#### What this task involves
Please give back word for word the lines of the material below between the line containing "lookup blue sky --output bbox" and the line containing "lookup breaking wave --output bbox", inclusive.

Listed entries below:

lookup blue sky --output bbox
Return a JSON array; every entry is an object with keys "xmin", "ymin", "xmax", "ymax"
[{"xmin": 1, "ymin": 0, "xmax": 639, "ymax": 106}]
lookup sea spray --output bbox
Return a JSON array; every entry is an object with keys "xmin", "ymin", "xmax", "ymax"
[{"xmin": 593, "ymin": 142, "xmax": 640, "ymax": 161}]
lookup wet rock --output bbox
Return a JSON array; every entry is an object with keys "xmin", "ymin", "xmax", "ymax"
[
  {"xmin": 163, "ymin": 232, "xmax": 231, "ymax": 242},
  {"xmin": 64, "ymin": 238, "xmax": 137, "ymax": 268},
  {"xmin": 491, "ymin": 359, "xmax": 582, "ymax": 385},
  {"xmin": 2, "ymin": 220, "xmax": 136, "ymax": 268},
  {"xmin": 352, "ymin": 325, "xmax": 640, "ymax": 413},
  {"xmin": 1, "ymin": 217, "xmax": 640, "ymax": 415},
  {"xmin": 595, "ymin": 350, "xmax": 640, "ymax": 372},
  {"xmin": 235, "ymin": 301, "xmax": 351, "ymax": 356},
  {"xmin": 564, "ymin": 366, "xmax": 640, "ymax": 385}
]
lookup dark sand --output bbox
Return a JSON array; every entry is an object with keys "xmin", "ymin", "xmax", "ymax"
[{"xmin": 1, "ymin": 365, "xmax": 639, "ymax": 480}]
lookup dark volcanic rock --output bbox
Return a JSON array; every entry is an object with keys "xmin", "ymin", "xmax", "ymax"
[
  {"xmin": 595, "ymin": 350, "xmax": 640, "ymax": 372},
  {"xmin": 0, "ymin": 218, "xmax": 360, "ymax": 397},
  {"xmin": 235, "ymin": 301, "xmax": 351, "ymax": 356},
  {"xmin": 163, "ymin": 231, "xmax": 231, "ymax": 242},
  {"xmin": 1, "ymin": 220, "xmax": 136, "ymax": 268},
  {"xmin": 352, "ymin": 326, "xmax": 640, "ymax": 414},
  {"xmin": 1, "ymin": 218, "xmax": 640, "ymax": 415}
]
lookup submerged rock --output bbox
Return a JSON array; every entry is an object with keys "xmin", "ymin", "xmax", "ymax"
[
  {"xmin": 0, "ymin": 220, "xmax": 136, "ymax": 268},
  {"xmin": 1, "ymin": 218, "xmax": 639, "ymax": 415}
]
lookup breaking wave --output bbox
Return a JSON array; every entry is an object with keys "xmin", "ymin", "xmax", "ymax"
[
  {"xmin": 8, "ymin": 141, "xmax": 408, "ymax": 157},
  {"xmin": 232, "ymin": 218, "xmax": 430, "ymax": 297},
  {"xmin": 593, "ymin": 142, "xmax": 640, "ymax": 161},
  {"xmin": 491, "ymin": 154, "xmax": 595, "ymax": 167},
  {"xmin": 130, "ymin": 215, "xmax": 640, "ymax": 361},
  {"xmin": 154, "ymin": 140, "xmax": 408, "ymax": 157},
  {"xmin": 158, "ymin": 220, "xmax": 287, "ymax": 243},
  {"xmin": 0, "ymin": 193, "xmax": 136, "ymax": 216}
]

End of Listed entries.
Listed entries below:

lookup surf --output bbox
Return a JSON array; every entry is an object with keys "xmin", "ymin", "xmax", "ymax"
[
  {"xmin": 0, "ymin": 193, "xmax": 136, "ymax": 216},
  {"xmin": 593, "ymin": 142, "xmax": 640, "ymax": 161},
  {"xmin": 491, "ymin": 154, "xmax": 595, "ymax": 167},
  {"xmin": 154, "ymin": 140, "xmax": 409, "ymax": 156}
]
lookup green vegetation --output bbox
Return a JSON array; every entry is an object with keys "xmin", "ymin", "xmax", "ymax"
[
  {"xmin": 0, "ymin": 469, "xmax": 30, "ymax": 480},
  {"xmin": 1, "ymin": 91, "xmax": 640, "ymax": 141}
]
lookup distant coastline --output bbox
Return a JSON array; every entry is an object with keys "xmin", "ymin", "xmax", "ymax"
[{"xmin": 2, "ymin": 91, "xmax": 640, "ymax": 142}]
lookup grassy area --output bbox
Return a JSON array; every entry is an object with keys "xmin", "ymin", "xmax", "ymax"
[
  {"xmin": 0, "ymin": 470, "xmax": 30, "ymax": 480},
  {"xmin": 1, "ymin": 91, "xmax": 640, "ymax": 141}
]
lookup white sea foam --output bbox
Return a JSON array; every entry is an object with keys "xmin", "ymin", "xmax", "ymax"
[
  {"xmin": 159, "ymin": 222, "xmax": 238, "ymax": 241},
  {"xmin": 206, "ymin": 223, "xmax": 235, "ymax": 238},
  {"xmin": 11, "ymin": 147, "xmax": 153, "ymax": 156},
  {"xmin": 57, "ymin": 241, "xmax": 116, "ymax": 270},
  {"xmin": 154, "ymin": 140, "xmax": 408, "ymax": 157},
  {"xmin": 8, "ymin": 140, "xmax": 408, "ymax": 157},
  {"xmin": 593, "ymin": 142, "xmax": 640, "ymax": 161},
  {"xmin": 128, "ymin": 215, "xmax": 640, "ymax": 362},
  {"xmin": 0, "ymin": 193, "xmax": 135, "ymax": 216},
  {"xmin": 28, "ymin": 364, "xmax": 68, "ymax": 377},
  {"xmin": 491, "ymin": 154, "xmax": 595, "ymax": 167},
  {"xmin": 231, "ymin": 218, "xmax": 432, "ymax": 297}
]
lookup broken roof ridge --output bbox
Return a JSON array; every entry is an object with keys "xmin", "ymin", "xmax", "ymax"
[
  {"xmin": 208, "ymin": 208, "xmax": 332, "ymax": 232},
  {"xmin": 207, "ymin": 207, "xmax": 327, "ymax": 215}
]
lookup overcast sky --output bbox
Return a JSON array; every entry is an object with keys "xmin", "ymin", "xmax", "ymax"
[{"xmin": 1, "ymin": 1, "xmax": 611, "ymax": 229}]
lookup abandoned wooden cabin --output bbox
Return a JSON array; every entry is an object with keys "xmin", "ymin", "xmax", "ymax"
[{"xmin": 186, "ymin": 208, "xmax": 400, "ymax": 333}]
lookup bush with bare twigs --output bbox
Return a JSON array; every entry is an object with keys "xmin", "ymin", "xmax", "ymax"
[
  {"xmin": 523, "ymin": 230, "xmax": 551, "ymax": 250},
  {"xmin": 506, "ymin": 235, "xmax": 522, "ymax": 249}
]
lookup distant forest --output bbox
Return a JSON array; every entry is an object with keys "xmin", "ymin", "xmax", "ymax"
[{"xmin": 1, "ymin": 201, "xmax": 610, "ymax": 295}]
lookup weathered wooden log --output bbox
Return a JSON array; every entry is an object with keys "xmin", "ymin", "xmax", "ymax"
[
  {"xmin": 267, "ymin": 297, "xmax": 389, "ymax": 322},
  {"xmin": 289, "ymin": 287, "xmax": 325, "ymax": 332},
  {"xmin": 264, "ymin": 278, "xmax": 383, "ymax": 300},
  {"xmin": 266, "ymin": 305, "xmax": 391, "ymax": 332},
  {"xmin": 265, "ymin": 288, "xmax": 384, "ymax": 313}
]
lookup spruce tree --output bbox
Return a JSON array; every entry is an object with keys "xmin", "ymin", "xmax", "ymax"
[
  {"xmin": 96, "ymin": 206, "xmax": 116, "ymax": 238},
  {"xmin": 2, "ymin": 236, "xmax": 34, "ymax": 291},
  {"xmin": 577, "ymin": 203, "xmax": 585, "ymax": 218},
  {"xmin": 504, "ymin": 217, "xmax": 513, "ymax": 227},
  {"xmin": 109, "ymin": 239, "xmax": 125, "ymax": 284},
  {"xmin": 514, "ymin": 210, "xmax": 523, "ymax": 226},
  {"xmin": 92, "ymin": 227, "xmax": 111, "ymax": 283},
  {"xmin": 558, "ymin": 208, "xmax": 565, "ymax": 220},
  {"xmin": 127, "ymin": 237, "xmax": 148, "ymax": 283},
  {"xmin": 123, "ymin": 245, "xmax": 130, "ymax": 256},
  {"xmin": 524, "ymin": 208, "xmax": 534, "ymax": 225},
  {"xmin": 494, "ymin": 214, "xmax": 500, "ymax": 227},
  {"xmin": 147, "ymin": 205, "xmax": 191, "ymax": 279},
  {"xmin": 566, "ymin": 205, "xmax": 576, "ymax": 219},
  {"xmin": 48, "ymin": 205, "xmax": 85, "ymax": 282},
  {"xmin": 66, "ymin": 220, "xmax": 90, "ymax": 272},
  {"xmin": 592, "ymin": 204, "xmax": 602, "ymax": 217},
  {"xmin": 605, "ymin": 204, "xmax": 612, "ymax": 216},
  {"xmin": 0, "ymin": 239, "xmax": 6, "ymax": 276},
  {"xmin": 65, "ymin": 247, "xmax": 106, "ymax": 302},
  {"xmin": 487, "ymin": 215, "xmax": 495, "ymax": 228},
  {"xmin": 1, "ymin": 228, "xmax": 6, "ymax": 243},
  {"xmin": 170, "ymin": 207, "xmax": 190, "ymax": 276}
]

End of Listed entries.
Listed entries below:

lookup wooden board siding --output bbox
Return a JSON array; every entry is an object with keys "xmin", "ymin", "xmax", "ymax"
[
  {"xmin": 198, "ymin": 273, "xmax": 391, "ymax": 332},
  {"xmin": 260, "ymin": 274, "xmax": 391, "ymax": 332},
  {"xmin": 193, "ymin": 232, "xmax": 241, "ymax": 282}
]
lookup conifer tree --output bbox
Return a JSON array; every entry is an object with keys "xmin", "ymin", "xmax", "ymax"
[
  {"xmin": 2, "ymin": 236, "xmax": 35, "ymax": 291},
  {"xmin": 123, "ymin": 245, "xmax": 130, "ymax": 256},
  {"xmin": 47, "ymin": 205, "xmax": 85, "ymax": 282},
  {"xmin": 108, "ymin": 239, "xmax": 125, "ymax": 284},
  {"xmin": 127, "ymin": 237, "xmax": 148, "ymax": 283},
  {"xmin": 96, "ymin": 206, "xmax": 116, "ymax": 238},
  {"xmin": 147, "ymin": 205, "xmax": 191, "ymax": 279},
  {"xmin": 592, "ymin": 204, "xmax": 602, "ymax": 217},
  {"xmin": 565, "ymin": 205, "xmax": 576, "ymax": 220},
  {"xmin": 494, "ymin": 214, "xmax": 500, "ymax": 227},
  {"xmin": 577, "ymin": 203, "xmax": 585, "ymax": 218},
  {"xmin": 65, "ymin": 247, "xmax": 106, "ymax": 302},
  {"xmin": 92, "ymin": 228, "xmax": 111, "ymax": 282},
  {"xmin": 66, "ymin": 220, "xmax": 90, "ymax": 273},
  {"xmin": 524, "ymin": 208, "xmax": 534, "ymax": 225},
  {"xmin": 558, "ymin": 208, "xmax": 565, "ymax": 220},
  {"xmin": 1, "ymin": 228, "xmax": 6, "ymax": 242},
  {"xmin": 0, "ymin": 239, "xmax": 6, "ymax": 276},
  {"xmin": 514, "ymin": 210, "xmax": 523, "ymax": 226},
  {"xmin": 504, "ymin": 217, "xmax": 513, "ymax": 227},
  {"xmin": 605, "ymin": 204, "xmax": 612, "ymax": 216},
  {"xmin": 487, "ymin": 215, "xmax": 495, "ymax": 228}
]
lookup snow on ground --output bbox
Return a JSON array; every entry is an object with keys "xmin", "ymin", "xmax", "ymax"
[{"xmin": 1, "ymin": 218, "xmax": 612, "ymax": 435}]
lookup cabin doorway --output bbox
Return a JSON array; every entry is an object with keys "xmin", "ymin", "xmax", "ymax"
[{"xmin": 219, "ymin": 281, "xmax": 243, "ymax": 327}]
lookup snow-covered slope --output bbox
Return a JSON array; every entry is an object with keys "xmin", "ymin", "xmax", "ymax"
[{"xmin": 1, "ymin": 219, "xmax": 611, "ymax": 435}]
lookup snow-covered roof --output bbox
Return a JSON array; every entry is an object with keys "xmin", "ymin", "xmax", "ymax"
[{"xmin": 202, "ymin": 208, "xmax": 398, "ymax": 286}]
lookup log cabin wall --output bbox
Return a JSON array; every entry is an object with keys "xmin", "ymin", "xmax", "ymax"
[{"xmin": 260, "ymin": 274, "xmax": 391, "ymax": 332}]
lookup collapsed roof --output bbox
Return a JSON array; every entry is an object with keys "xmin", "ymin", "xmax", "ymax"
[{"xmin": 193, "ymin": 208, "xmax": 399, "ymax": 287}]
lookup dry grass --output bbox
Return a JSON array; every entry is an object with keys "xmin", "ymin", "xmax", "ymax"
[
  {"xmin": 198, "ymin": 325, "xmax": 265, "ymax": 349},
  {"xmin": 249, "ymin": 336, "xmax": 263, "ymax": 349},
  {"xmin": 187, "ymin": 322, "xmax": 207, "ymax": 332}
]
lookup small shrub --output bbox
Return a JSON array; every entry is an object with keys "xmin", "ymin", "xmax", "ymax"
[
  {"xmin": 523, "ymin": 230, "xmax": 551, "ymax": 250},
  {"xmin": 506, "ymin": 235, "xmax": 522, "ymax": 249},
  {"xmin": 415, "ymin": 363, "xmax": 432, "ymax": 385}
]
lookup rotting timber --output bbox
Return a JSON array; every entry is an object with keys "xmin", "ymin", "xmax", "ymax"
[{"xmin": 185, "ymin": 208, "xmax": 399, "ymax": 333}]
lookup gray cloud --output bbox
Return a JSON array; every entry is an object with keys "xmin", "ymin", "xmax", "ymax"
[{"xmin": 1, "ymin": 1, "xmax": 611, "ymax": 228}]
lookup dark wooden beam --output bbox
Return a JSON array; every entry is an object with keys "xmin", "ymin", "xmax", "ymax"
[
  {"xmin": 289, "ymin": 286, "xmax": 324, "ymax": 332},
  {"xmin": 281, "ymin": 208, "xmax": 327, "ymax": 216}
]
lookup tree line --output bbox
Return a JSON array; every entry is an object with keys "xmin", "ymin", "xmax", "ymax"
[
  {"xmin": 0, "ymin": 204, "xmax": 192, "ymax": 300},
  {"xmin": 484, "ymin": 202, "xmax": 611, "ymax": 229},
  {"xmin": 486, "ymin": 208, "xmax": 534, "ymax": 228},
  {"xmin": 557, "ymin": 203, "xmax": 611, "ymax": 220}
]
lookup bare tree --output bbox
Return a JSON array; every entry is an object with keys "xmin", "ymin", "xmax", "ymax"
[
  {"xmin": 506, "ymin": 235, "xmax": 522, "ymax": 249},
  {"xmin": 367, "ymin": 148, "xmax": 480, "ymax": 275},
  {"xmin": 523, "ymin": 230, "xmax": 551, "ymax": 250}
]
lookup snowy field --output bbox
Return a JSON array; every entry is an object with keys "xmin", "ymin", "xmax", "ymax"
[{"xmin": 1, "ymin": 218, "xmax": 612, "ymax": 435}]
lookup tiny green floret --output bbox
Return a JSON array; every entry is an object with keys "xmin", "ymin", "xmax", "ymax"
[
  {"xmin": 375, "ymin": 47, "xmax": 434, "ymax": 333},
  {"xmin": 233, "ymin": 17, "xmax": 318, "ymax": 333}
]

End of Listed entries.

#### Response below
lookup blue sky --output bbox
Return a JSON array; every entry is an object with keys "xmin", "ymin", "xmax", "ymax"
[{"xmin": 1, "ymin": 0, "xmax": 639, "ymax": 106}]
lookup sea spray --output bbox
Return a JSON array; every entry is an object with keys "xmin", "ymin", "xmax", "ymax"
[{"xmin": 593, "ymin": 142, "xmax": 640, "ymax": 161}]
lookup wet rock --output bbox
Return a JSON array; every entry is an object with keys "xmin", "ymin", "xmax", "ymax"
[
  {"xmin": 163, "ymin": 232, "xmax": 231, "ymax": 242},
  {"xmin": 64, "ymin": 238, "xmax": 137, "ymax": 268},
  {"xmin": 491, "ymin": 359, "xmax": 582, "ymax": 385},
  {"xmin": 2, "ymin": 220, "xmax": 136, "ymax": 268},
  {"xmin": 352, "ymin": 325, "xmax": 640, "ymax": 413},
  {"xmin": 1, "ymin": 217, "xmax": 640, "ymax": 415},
  {"xmin": 595, "ymin": 350, "xmax": 640, "ymax": 372},
  {"xmin": 235, "ymin": 301, "xmax": 351, "ymax": 356},
  {"xmin": 564, "ymin": 366, "xmax": 640, "ymax": 385}
]
lookup dark sand --output bbox
Return a JSON array; every entry is an object with keys "xmin", "ymin", "xmax", "ymax"
[{"xmin": 1, "ymin": 365, "xmax": 639, "ymax": 480}]
lookup dark volcanic rock --output bbox
Return a JSON array; every entry is an object with keys "xmin", "ymin", "xmax", "ymax"
[
  {"xmin": 595, "ymin": 350, "xmax": 640, "ymax": 372},
  {"xmin": 0, "ymin": 218, "xmax": 360, "ymax": 397},
  {"xmin": 235, "ymin": 301, "xmax": 351, "ymax": 356},
  {"xmin": 163, "ymin": 231, "xmax": 231, "ymax": 242},
  {"xmin": 1, "ymin": 220, "xmax": 136, "ymax": 268},
  {"xmin": 352, "ymin": 326, "xmax": 640, "ymax": 414},
  {"xmin": 1, "ymin": 218, "xmax": 640, "ymax": 415}
]
lookup submerged rock --output bbox
Return a JSON array; every entry is an object with keys "xmin", "ymin", "xmax", "ymax"
[
  {"xmin": 0, "ymin": 220, "xmax": 136, "ymax": 268},
  {"xmin": 1, "ymin": 218, "xmax": 639, "ymax": 415}
]
lookup breaking wave --output bbox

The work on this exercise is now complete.